▶ _Text_:
* * *
In many abusive relationships, the welfare of the child or children of the couple is ignored even though they are witnessing abuse, and experiencing trauma. The emotions of the child are the least of many people’s worries when parents are involved in an abusive relationship. However, children are always negatively impacted. As children develop through their childhood, exposure to emotionally detrimental events may lead to unhappy feelings or an unfulfilling adulthood. Both the abused parent and child will face emotional change when in an abusive relationship. Adults in abusive relationships tend to be the focus when therapy is offered although many women have difficulty seeking help when they believe it is only themselves who are at risk. However, there have been a number of studies conducted investigating the effects that domestic violence has on young children that illustrate even children not directly involved as victims of violence can suffer long-term negative effects that can be continued well into their adulthood.
Children growing up in violent households do not necessarily need to be direct victims of the abuse to suffer harmful effects from it. According to the Administration for Children and Families (2004), children can be witnesses and harmed by auditory, visual or inferred violence such as the aftereffects of violence in the form of bruises, scratches, etc. In addition, children who witnessed domestic violence are forced to grow up faster than their peers (Newton, 2001). Many of them do not have any real childhood because their roles at home have changed.
* * *
▶ _Goal of the exercise_:
Return the passage of the text on children and domestic violence from "Children growing up" to "home have changed.", copied word for word.

Records contained in a dataset
* * *
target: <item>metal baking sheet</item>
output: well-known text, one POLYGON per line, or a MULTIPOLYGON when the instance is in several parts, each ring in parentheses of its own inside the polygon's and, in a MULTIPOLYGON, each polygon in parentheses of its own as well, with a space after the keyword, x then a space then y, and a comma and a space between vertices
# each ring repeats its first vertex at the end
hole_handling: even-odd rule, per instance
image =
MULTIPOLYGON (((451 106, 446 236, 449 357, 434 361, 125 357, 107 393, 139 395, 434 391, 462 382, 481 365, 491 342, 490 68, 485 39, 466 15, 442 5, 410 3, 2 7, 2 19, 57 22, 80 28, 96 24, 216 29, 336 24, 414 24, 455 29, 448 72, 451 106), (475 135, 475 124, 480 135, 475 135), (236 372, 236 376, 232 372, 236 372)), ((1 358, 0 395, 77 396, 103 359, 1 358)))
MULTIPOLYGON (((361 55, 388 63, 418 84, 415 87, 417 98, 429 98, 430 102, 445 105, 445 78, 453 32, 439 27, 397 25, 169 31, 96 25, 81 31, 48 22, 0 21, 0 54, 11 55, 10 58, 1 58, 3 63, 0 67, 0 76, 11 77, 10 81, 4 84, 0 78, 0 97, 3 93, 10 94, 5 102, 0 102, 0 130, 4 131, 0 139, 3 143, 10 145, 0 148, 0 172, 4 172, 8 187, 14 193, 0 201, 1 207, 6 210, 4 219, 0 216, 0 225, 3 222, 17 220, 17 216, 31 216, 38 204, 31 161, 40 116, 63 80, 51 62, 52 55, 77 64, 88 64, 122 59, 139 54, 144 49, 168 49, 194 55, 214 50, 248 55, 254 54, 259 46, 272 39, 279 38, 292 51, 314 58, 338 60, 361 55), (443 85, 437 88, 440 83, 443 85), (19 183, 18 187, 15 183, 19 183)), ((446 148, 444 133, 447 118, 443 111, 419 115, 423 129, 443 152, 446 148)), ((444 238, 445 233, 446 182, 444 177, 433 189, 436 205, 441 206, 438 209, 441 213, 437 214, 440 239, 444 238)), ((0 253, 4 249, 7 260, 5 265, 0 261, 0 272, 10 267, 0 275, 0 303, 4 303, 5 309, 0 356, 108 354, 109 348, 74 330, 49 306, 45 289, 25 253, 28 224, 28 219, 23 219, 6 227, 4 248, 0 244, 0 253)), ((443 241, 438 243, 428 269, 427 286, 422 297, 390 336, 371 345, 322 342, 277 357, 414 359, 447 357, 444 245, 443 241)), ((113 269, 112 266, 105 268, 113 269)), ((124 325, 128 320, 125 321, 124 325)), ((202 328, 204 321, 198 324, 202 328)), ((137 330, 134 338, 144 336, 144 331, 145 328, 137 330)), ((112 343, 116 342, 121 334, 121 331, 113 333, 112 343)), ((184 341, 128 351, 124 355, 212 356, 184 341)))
* * *
▶ _Answer to the problem_:
Children growing up in violent households do not necessarily need to be direct victims of the abuse to suffer harmful effects from it. According to the Administration for Children and Families (2004), children can be witnesses and harmed by auditory, visual or inferred violence such as the aftereffects of violence in the form of bruises, scratches, etc. In addition, children who witnessed domestic violence are forced to grow up faster than their peers (Newton, 2001). Many of them do not have any real childhood because their roles at home have changed.